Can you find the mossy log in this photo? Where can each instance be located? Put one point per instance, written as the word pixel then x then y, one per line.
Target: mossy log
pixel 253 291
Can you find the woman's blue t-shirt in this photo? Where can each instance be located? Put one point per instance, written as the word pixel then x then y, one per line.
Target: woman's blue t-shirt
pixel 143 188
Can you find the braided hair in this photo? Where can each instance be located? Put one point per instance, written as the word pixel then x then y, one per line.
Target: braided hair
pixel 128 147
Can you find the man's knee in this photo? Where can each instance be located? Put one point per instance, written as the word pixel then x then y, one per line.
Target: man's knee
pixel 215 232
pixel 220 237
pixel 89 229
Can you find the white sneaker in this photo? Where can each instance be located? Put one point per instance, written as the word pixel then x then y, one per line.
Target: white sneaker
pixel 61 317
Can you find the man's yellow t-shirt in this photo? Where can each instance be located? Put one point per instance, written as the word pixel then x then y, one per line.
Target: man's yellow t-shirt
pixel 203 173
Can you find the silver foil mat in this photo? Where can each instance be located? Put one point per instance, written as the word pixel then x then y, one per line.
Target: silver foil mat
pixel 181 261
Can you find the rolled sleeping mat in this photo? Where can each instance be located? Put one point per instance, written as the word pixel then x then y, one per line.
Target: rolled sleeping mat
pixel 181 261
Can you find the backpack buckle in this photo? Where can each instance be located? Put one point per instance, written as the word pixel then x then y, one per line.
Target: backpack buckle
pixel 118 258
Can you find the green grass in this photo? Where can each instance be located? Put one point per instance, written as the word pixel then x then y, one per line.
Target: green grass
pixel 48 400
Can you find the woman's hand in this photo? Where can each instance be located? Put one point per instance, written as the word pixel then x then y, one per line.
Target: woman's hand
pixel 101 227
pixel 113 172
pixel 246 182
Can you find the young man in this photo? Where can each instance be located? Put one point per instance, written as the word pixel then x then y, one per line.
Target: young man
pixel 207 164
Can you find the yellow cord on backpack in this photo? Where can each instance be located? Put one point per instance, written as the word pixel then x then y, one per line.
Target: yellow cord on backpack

# # # # # # #

__WHAT YOU ARE ASKED TO DO__
The lines to return are those in the entries above that hold "cord".

__WRITTEN SOLUTION__
Can you find the yellow cord on backpack in this photo? Where can each instance be located? Put one point per instance, written as the word pixel then x then y, one per line.
Target: yellow cord on backpack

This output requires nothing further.